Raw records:
== == ==

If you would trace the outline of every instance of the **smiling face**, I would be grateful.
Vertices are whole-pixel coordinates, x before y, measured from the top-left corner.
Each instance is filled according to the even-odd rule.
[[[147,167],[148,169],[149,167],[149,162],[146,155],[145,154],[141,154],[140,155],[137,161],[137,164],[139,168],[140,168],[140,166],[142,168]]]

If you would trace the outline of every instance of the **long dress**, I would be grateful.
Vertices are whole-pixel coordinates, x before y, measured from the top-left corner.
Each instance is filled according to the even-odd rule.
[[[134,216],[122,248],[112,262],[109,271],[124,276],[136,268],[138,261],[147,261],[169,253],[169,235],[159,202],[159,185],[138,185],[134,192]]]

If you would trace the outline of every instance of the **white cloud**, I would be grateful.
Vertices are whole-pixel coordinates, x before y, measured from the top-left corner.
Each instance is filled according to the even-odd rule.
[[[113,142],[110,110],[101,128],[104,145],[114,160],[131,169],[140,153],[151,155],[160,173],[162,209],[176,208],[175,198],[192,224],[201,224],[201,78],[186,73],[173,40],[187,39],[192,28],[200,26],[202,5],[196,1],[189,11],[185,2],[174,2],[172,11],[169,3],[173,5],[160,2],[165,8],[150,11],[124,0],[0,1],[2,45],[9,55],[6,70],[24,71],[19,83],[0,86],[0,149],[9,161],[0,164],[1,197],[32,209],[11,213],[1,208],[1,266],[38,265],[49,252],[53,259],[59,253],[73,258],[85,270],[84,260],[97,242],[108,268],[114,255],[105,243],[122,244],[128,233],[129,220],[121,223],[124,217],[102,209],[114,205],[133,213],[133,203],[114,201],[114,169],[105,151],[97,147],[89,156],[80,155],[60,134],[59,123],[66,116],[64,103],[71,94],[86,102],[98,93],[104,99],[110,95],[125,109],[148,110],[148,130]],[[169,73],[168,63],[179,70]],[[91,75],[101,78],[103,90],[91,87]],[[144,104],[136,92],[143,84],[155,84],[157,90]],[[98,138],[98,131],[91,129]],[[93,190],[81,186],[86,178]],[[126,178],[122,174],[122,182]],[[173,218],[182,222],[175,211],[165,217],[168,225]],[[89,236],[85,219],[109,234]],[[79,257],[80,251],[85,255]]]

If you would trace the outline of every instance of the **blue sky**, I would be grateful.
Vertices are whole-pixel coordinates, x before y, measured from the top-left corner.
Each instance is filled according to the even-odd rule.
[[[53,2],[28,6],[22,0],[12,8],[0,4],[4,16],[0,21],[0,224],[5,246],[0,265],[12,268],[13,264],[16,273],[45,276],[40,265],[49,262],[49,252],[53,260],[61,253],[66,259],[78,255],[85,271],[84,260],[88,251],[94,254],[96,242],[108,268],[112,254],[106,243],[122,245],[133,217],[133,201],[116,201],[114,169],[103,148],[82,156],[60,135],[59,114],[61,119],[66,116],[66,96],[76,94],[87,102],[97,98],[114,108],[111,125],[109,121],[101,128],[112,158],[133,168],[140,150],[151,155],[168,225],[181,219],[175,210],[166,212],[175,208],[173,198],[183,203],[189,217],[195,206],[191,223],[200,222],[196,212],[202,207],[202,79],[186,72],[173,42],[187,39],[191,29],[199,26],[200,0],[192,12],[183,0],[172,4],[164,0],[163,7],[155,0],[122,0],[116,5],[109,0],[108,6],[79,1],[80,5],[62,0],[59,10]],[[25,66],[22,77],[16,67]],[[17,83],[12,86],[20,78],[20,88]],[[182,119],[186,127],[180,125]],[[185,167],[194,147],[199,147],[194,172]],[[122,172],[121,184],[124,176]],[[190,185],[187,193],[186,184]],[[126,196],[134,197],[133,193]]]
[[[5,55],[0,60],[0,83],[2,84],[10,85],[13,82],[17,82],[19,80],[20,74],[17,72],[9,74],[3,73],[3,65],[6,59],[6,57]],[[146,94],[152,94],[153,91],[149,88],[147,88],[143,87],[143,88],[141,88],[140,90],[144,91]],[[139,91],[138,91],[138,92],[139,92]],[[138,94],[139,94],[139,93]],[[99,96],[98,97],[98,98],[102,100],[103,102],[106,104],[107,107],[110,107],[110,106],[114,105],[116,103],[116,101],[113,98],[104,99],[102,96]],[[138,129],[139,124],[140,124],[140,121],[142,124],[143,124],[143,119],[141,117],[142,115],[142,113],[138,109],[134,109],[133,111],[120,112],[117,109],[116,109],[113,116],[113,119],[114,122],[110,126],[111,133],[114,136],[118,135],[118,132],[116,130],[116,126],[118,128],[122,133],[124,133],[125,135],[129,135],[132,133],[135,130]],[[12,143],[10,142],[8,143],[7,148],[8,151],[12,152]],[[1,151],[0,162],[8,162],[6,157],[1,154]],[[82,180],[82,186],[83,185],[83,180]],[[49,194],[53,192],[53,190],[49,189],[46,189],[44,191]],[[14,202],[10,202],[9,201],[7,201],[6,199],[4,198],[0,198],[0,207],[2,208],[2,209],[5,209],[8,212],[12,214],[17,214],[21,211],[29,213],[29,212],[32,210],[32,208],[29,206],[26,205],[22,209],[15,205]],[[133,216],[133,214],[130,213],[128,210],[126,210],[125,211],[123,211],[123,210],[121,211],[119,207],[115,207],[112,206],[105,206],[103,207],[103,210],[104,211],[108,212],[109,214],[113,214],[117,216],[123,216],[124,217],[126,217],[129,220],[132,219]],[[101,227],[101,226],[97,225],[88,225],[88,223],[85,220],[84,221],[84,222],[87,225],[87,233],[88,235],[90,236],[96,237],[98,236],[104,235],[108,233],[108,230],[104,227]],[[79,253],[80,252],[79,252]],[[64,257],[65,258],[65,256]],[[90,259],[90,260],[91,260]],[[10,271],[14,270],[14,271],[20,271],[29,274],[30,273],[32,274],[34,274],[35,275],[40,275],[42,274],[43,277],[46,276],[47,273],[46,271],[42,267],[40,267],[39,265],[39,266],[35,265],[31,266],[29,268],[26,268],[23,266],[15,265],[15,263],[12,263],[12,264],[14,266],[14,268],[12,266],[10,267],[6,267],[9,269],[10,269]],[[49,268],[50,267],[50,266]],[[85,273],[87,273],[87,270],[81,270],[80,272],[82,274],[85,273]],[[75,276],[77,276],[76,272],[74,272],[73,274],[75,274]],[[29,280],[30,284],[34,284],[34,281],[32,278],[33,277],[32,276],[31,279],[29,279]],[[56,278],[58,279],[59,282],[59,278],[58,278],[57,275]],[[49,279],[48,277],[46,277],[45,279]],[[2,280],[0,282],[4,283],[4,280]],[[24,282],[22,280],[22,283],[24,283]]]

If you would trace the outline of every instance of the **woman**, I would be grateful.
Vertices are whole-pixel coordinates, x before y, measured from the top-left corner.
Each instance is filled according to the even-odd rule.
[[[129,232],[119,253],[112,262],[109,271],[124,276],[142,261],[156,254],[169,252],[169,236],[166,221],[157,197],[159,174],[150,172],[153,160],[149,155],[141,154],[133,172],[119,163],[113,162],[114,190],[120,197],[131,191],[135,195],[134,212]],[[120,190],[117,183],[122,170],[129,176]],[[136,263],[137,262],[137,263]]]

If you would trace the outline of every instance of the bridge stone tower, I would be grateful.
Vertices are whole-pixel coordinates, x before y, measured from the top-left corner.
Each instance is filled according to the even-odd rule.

== == ==

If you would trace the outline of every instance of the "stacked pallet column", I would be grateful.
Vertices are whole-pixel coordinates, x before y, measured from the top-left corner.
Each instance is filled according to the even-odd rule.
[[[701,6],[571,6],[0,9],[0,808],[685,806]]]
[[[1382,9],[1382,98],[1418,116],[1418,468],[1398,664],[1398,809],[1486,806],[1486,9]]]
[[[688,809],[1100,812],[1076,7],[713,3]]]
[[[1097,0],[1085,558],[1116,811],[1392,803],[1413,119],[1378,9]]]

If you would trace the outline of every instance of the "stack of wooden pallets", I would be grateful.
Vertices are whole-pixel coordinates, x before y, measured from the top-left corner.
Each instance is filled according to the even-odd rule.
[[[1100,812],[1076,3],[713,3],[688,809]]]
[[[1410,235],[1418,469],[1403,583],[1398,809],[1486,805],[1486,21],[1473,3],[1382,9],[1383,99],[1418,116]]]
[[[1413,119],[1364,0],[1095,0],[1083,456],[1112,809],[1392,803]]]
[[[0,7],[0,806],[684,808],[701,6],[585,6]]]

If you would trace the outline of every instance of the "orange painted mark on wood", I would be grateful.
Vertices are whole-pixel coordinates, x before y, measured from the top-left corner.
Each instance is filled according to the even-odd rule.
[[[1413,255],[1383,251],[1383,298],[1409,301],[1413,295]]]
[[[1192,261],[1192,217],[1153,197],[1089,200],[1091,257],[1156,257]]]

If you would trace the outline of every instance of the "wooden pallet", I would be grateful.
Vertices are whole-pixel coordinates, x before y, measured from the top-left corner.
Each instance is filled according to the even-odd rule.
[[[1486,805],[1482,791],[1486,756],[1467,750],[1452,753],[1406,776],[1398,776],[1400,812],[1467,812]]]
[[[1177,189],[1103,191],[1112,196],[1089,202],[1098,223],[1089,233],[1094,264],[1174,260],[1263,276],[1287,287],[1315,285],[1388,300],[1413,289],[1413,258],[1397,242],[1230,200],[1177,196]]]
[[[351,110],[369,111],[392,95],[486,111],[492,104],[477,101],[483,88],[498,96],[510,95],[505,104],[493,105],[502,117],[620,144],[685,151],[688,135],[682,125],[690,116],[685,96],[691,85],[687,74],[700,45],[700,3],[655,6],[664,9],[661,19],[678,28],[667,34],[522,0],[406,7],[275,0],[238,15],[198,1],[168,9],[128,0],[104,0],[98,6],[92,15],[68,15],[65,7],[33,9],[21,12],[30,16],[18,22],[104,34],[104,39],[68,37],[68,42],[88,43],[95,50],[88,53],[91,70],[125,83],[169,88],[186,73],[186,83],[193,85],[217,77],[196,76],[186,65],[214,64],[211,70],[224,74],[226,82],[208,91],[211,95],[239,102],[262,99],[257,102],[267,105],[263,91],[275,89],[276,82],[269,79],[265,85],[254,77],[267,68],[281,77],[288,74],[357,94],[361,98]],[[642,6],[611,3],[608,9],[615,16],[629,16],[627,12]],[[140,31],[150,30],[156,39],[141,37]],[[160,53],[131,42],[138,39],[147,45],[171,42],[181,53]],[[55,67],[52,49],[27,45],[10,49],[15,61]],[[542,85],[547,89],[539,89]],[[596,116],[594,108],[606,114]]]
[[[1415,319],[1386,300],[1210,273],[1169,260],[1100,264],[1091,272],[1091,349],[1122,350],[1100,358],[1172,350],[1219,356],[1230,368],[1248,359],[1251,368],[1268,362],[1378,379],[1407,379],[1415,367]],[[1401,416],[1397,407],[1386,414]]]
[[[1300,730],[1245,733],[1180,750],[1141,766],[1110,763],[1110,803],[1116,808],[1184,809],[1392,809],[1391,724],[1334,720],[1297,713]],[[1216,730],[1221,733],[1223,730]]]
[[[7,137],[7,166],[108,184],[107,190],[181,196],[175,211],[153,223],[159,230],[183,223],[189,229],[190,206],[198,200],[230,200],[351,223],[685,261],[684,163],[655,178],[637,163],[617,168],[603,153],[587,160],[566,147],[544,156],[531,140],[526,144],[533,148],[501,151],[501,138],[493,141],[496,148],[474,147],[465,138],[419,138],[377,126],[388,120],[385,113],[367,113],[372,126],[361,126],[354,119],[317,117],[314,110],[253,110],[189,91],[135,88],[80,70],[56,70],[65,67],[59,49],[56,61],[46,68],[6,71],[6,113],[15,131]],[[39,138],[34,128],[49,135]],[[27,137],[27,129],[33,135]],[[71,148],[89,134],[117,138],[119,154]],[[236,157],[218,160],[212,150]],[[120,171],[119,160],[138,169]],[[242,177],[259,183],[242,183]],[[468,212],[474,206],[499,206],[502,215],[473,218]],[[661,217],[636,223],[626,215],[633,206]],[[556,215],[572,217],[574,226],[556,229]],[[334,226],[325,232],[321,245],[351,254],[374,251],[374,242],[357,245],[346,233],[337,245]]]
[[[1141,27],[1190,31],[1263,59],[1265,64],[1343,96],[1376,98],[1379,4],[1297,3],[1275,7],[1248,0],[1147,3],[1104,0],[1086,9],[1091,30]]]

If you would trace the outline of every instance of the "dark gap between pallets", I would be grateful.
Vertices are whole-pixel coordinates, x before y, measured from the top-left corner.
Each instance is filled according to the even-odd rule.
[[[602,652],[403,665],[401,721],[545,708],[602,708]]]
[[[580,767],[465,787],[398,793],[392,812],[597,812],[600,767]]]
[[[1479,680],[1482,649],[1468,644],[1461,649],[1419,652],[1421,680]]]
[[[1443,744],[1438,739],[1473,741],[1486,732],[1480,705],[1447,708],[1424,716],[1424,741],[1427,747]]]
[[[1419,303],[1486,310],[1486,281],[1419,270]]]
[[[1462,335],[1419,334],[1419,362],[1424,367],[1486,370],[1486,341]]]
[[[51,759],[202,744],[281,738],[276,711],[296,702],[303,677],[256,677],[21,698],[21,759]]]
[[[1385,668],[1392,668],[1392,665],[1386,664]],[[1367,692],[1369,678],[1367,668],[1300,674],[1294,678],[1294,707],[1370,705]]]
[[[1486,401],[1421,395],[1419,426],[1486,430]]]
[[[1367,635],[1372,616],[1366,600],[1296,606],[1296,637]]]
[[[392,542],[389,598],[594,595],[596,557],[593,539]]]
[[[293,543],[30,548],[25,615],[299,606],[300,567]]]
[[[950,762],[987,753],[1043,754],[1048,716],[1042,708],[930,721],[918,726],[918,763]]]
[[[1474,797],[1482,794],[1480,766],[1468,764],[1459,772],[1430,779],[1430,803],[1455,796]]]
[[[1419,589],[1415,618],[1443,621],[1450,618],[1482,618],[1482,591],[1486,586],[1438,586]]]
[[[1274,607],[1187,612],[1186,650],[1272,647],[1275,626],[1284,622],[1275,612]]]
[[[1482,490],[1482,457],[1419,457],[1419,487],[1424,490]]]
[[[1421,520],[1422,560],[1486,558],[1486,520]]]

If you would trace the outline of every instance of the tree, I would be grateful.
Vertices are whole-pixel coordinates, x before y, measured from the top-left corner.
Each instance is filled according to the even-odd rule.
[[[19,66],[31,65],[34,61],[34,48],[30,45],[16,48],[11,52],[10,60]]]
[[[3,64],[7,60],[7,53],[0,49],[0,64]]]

== == ==

EXERCISE PROMPT:
Tally the lines of the material above that contain the string "wooden", matching case exactly. Give only the number.

RESPONSE FOR THIS EXERCISE:
2